■ **What the task asks**: Retrieve every line from the records in which the word "front" occurs.

(Point-per-instance localization data)
== Segment start ==
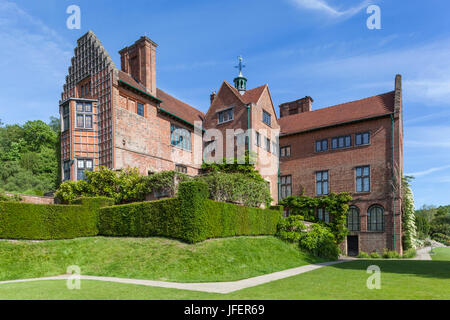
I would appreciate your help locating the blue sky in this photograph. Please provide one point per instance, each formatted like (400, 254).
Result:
(320, 48)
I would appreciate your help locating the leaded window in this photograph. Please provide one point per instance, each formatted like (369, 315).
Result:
(286, 186)
(84, 115)
(267, 118)
(323, 215)
(322, 183)
(322, 145)
(180, 137)
(363, 179)
(375, 219)
(362, 138)
(353, 219)
(84, 165)
(226, 116)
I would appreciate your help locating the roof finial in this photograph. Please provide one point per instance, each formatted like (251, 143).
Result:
(240, 82)
(240, 66)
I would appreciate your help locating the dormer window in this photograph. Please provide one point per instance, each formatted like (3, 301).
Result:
(267, 118)
(226, 116)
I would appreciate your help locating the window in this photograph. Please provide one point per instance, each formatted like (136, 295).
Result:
(140, 109)
(267, 144)
(267, 118)
(286, 186)
(375, 219)
(84, 115)
(180, 168)
(274, 148)
(341, 142)
(66, 117)
(363, 179)
(322, 145)
(180, 137)
(285, 152)
(322, 183)
(84, 165)
(362, 138)
(353, 219)
(226, 116)
(323, 215)
(66, 170)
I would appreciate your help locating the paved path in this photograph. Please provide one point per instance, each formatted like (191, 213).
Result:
(211, 287)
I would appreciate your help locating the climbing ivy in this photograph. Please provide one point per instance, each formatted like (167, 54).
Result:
(337, 206)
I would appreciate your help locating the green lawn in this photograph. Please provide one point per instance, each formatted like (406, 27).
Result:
(399, 280)
(151, 259)
(442, 254)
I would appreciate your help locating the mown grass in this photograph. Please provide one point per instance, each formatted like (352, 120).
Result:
(410, 280)
(442, 254)
(151, 259)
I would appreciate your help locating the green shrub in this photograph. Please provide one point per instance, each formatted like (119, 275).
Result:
(228, 220)
(389, 254)
(190, 217)
(143, 219)
(290, 229)
(363, 255)
(45, 222)
(238, 187)
(320, 242)
(13, 198)
(410, 253)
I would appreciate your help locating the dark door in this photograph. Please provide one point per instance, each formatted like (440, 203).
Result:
(352, 246)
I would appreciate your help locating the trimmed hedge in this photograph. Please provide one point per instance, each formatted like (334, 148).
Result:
(191, 217)
(143, 219)
(26, 221)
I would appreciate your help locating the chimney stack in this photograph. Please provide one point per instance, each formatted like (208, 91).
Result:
(296, 107)
(139, 61)
(398, 93)
(213, 96)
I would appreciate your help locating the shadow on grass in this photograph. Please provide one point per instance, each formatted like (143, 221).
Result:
(427, 269)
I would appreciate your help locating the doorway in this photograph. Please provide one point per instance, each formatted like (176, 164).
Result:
(352, 246)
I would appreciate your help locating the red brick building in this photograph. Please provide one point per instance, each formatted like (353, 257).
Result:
(356, 147)
(121, 119)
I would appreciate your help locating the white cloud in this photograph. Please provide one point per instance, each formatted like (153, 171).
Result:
(35, 59)
(428, 171)
(323, 6)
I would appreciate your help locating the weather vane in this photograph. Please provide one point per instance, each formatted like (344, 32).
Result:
(240, 66)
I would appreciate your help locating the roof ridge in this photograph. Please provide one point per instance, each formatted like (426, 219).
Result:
(188, 105)
(341, 104)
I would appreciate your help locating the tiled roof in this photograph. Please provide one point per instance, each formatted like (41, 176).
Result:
(380, 105)
(251, 95)
(170, 104)
(179, 108)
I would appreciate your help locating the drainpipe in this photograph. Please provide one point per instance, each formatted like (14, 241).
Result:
(393, 177)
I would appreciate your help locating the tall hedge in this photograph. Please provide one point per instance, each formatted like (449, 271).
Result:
(27, 221)
(191, 217)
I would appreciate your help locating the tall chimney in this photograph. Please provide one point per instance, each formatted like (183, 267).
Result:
(213, 96)
(139, 61)
(296, 107)
(398, 93)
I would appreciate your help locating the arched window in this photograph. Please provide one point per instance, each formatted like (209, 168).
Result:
(375, 219)
(353, 219)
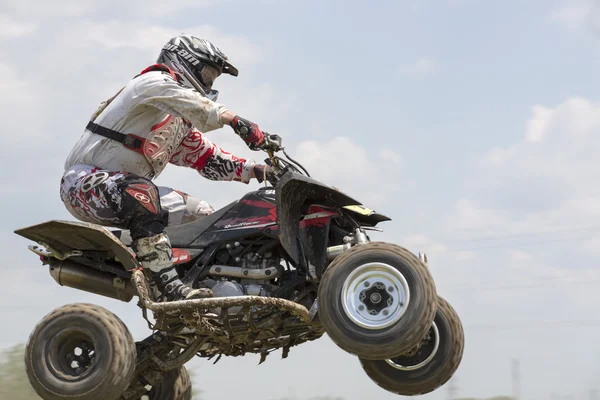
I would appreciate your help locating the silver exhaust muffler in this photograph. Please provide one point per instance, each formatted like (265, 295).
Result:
(78, 276)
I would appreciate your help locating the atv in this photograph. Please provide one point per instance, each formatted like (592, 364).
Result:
(285, 264)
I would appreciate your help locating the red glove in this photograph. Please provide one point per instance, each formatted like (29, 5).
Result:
(248, 131)
(264, 171)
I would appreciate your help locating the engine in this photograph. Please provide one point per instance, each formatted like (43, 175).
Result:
(239, 271)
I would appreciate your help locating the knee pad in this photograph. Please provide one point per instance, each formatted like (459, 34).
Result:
(140, 207)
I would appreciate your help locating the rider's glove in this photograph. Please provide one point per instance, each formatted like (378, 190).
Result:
(248, 131)
(262, 172)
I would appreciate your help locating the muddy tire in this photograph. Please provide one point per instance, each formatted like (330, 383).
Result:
(176, 385)
(80, 351)
(431, 366)
(377, 300)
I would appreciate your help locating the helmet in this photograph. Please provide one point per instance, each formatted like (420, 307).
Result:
(197, 62)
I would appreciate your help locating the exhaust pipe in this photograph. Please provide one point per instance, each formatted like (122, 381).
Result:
(78, 276)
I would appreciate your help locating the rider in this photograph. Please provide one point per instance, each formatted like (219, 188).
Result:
(159, 117)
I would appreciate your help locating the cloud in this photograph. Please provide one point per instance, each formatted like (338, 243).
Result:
(81, 8)
(390, 155)
(9, 28)
(422, 66)
(577, 15)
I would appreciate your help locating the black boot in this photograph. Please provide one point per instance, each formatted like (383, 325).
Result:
(156, 256)
(172, 289)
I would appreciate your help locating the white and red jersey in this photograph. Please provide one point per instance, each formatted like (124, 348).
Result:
(169, 118)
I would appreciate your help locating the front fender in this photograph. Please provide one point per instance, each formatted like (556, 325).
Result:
(294, 193)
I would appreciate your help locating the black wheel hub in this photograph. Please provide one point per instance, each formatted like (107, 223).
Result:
(376, 298)
(71, 355)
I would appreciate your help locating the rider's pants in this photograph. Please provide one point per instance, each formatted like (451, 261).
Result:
(128, 201)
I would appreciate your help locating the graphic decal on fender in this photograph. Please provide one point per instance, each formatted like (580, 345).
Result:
(181, 256)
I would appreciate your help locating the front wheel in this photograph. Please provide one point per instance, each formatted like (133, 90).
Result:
(377, 300)
(80, 352)
(428, 366)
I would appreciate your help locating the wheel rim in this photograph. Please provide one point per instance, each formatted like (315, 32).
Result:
(421, 356)
(375, 296)
(71, 355)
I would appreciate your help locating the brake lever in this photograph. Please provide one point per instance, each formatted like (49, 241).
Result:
(272, 142)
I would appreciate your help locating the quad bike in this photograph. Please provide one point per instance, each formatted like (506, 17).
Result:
(285, 264)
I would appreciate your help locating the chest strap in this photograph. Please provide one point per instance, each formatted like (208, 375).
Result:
(130, 141)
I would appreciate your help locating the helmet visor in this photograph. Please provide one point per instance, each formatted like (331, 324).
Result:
(207, 75)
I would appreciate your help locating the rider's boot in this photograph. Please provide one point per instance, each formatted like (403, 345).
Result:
(156, 256)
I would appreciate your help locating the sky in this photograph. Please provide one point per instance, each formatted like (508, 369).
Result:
(472, 124)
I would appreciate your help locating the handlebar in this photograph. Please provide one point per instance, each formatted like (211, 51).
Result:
(273, 144)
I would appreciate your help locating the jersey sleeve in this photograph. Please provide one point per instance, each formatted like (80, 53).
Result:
(212, 162)
(164, 93)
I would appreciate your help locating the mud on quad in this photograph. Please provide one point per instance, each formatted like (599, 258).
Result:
(286, 264)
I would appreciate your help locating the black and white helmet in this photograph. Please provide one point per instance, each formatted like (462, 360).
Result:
(197, 61)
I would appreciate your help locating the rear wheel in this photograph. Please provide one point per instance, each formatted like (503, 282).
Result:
(80, 351)
(425, 368)
(377, 300)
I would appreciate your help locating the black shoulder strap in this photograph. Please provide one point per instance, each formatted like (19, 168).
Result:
(130, 141)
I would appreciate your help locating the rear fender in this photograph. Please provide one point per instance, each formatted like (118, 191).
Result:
(66, 237)
(294, 194)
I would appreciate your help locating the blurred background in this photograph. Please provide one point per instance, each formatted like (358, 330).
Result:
(472, 124)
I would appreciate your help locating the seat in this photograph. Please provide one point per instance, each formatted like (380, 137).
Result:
(182, 236)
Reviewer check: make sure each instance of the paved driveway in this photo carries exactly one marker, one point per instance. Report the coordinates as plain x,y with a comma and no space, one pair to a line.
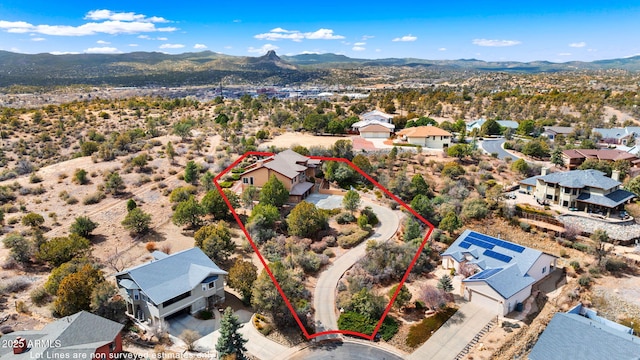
327,202
455,334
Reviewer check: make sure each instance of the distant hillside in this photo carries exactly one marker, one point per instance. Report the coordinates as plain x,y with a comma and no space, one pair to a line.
203,68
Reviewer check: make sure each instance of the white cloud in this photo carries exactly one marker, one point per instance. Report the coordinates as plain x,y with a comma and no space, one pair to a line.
171,46
297,36
263,49
406,38
495,43
63,53
104,22
103,50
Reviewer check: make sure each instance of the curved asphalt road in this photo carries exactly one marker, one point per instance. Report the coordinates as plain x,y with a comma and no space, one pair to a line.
495,146
324,296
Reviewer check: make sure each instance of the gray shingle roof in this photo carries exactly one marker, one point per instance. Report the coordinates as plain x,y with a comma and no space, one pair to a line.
610,200
513,274
578,179
571,336
82,332
174,275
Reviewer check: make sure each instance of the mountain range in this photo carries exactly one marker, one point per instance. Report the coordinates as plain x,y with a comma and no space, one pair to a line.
203,68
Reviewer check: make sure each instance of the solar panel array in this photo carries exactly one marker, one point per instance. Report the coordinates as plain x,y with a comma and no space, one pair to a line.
493,241
485,274
497,256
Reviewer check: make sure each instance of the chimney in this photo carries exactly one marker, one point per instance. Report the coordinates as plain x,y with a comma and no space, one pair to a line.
615,175
19,346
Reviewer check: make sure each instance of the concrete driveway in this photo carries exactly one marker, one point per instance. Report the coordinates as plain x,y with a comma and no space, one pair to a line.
183,322
323,201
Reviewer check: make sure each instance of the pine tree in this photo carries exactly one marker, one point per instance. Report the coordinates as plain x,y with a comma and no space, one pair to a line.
231,341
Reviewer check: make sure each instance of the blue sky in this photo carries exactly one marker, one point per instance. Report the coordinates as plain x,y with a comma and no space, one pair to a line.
556,31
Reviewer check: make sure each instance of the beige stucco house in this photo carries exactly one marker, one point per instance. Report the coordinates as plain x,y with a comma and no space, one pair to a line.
427,136
184,282
291,168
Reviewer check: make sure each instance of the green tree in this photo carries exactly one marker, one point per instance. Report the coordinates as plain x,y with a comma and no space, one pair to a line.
634,185
170,151
74,292
306,220
215,241
20,249
411,229
33,220
556,157
241,277
59,250
351,200
249,195
189,213
137,221
80,176
450,223
422,205
114,184
191,172
274,193
230,343
267,300
520,166
459,150
490,127
213,203
445,284
106,302
403,298
83,226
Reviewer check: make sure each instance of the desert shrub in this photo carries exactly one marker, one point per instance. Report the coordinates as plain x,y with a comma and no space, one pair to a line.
422,331
345,218
584,280
353,239
615,265
94,198
39,296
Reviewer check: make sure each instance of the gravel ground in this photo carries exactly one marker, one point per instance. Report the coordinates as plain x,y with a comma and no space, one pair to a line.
615,231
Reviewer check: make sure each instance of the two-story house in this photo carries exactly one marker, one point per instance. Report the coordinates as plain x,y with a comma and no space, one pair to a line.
184,282
585,190
291,168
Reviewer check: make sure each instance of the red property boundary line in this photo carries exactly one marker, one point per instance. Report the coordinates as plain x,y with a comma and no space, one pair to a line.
275,282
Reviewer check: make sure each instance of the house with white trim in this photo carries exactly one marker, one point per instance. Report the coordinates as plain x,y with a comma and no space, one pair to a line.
504,271
184,282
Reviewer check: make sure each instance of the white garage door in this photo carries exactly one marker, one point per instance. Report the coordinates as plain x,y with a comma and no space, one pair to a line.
486,302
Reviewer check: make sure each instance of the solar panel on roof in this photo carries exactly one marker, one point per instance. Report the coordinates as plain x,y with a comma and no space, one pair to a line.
497,256
485,274
465,245
482,244
497,242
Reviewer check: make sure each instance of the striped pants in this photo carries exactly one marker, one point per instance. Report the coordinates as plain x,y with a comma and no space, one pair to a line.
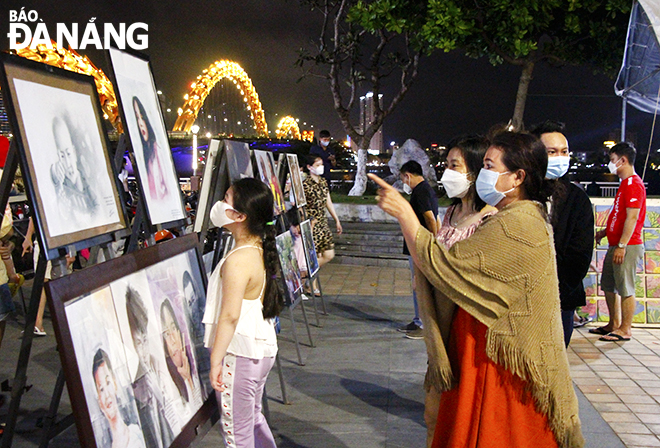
243,425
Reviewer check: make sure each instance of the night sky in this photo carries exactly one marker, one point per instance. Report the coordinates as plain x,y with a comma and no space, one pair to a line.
452,95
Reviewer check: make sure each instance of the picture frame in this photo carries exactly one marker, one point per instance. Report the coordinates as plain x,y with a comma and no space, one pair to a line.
126,329
268,174
71,181
143,122
296,180
239,162
205,201
310,249
291,276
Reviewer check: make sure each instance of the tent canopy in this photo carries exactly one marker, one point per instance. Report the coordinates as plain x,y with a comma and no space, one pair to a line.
639,78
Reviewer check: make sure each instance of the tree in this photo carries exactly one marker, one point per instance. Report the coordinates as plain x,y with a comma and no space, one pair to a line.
526,32
366,46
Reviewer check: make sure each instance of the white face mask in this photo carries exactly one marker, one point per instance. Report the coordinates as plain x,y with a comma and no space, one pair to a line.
456,184
486,190
317,170
219,216
557,166
613,167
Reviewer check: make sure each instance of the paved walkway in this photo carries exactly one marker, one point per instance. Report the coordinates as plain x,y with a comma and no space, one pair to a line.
361,385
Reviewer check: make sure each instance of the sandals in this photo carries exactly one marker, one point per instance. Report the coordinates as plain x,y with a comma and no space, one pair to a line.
615,338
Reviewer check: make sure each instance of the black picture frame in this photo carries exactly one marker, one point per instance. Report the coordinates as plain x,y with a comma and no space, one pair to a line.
58,128
92,299
136,92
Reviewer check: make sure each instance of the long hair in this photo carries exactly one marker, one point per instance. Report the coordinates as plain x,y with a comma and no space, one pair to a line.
473,149
255,200
523,151
149,146
180,383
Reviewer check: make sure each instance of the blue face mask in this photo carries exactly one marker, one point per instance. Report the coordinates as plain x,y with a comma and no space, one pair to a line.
486,190
557,167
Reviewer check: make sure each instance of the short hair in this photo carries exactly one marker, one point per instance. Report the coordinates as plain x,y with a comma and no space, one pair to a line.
547,127
136,312
411,167
625,149
100,358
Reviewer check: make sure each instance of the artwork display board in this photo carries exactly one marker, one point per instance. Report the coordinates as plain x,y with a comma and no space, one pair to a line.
290,269
239,163
64,150
296,180
268,175
143,122
131,345
310,249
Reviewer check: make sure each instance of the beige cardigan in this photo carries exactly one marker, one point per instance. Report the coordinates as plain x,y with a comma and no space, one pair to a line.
505,276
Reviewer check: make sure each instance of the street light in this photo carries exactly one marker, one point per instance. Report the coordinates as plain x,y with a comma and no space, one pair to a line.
195,129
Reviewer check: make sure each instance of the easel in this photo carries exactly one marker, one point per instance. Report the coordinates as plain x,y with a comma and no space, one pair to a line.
18,387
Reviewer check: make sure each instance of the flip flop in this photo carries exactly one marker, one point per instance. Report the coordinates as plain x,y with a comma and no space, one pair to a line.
617,338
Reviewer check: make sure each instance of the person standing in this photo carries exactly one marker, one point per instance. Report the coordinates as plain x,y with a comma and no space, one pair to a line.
242,300
499,359
572,219
326,153
425,205
624,236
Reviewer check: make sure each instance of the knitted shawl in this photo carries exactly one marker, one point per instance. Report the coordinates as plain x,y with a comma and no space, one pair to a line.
505,276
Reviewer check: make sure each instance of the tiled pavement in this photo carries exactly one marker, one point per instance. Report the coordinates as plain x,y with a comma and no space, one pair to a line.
361,385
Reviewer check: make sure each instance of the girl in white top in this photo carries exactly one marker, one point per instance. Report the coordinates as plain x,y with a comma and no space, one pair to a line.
242,299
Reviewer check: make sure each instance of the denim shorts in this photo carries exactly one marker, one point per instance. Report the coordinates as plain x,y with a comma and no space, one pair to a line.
620,278
6,303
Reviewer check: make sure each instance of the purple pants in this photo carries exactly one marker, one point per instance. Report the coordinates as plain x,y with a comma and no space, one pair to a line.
243,425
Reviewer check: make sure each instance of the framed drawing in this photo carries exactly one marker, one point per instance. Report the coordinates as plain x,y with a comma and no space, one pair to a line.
144,125
310,249
204,203
296,180
238,160
58,126
268,175
290,269
132,347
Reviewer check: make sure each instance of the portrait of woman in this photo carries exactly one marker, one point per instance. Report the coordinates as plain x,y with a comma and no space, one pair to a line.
180,362
155,176
123,435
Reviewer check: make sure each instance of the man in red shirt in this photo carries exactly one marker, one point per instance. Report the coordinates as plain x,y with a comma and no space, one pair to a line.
623,232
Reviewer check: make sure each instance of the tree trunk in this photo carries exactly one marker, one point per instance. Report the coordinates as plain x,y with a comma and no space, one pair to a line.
521,96
360,184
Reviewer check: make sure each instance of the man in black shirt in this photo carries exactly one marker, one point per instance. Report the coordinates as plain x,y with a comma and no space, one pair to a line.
326,153
425,205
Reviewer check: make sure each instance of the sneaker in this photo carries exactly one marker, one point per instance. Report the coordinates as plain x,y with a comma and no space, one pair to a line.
582,321
412,326
416,334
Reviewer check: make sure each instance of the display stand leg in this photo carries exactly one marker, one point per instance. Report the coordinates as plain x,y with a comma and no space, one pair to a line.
51,427
295,336
310,283
309,331
18,385
285,400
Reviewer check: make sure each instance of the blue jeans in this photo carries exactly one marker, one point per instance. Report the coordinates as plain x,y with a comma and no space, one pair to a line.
416,320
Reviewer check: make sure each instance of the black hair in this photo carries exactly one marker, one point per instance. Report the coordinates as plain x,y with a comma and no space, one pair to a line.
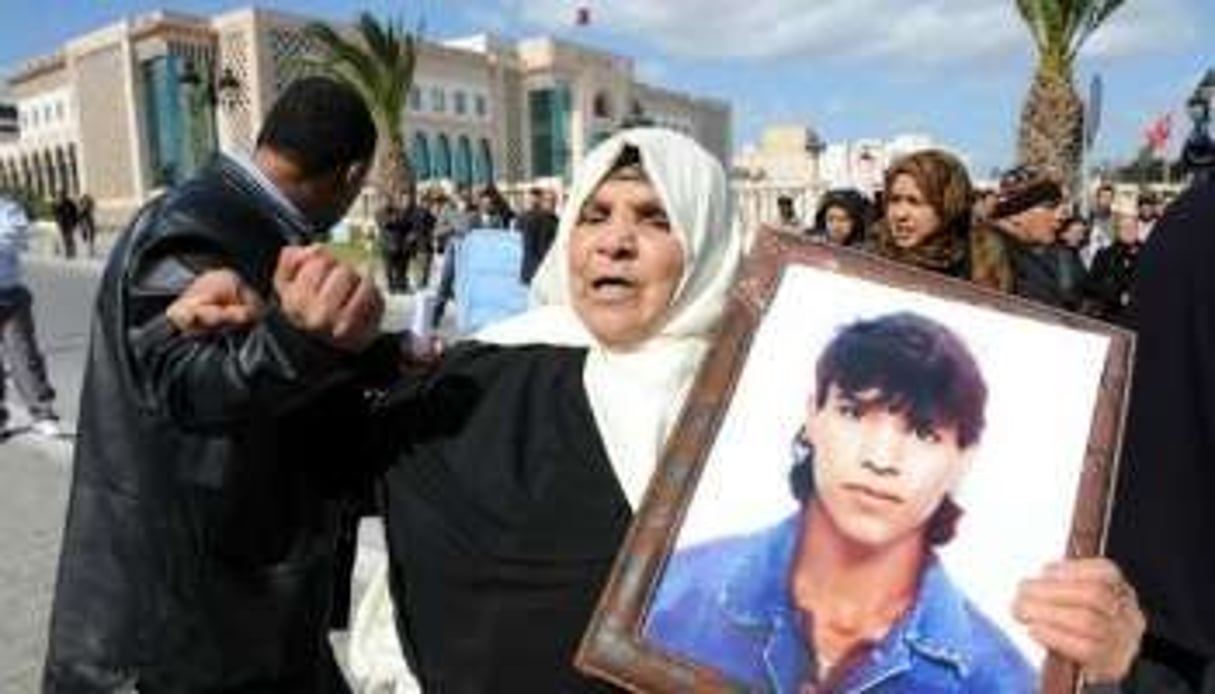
== Segment end ==
■ **Exercise response**:
I would appreciate your help locating the front fender in this photograph. Please provide one point per instance, each formatted like (556, 325).
I would appreciate your help locating the front wheel in this photograph. Please provide one point per instance, each formatted like (133, 90).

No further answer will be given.